### [Exercício proposto A]
Segundo o texto de origem abaixo, em quantos capítulos está estruturada a minuta de Resolução do CNSP?

### [Texto de origem]
.....

Conteúdo flerta com disfuncionalidade ao ponto de ameaçar sucesso dos objetivos imposto ao CNSP e à SUSEP.

Crédito da imagem: Pixabay

Recentemente, a Superintendência de Seguros Privados (Susep) publicou os Editais de Consulta Pública nº 09/2019 e nº 10/2019, para que os interessados pudessem encaminhar seus comentários e sugestões à autarquia a respeito das minutas de resolução do Conselho Nacional de Seguros Privados (CNSP) e circular da Susep, ambas a dispor sobre a sandbox securitária brasileira. Quando publicada, a resolução será o ato administrativo de referência de política regulatória a orientar a estruturação da sandbox no âmbito do projeto Inovação/Susep, ao passo que a circular será o principal instrumento normativo a disciplinar as regras de seleção, de participação e de conclusão do projeto.

Sandbox e a minuta de Resolução CNSP

A minuta de Resolução do CNSP apresentada pela Susep ao público está estruturada em seis capítulos: O capítulo I, compreende os artigos 1º e 2 e, delimita o âmbito e finalidade da resolução; o capítulo II, referente aos artigos 3º ao 6º, dispõe sobre o processo seletivo ao projeto Inovação/Susep, respectivamente: edital de participação, critérios de elegibilidade e requisitos formais. O capítulo III, relativo aos artigos 7º ao 9º, trata da autorização temporária para ingresso na sandbox. O capítulo IV, compreendendo os artigos 10 a 17, regula o “funcionamento” do projeto e os termos da participação das sociedades seguradoras eleitas”. No capítulo V, entre os artigos 18 a 23, se verifica a disciplina do cancelamento e do encerramento da autorização temporária. Por fim, no capítulo VI, relativos aos artigos 24 a 30, encontram-se as disposições finais.

.....

[Linhas de um conjunto de dados de apontamento]
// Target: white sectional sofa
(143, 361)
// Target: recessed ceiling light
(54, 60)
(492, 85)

.....

### [Exercício proposto B]
Identifique e copie todas as linhas que contêm a palavra "Target".

### [Resposta escrita A]
Em seis capítulos.

### [Resposta escrita B]
// Target: white sectional sofa
// Target: recessed ceiling light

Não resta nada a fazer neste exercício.